## Task directions
Pull out each line of the records below in which the word "dark" appears.

■ ■ ■ ■ ■ ■ ■

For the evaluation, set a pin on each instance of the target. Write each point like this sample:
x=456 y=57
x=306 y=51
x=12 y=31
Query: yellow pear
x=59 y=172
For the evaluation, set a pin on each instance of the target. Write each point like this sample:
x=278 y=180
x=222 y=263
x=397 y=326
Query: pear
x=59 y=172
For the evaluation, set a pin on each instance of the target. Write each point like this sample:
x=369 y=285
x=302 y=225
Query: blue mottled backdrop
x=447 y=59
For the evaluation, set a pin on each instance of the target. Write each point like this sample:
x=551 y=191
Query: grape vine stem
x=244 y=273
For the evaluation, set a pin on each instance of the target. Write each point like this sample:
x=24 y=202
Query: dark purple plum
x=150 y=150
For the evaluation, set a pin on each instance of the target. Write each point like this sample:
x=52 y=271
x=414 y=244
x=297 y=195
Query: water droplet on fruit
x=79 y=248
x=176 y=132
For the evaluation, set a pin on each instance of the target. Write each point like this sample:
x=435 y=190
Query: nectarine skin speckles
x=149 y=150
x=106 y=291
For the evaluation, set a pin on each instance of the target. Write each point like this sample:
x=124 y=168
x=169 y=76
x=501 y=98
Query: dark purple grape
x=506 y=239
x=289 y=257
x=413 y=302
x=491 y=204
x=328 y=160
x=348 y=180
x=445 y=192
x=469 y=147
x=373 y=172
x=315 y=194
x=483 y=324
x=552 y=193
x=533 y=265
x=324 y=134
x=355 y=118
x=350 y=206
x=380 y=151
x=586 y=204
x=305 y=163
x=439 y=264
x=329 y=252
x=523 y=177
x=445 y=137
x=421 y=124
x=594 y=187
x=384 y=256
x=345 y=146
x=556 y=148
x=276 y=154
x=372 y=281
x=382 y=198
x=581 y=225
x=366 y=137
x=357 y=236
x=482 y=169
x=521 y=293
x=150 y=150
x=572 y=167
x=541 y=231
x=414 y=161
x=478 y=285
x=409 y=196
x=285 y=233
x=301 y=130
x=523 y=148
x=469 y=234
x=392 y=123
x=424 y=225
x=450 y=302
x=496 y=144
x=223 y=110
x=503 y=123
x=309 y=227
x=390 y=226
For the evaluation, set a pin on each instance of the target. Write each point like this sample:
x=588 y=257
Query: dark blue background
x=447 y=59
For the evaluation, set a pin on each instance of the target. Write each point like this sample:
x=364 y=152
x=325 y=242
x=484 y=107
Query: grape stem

■ ■ ■ ■ ■ ■ ■

## Response below
Query: dark purple plum
Query: dark purple grape
Query: dark blue background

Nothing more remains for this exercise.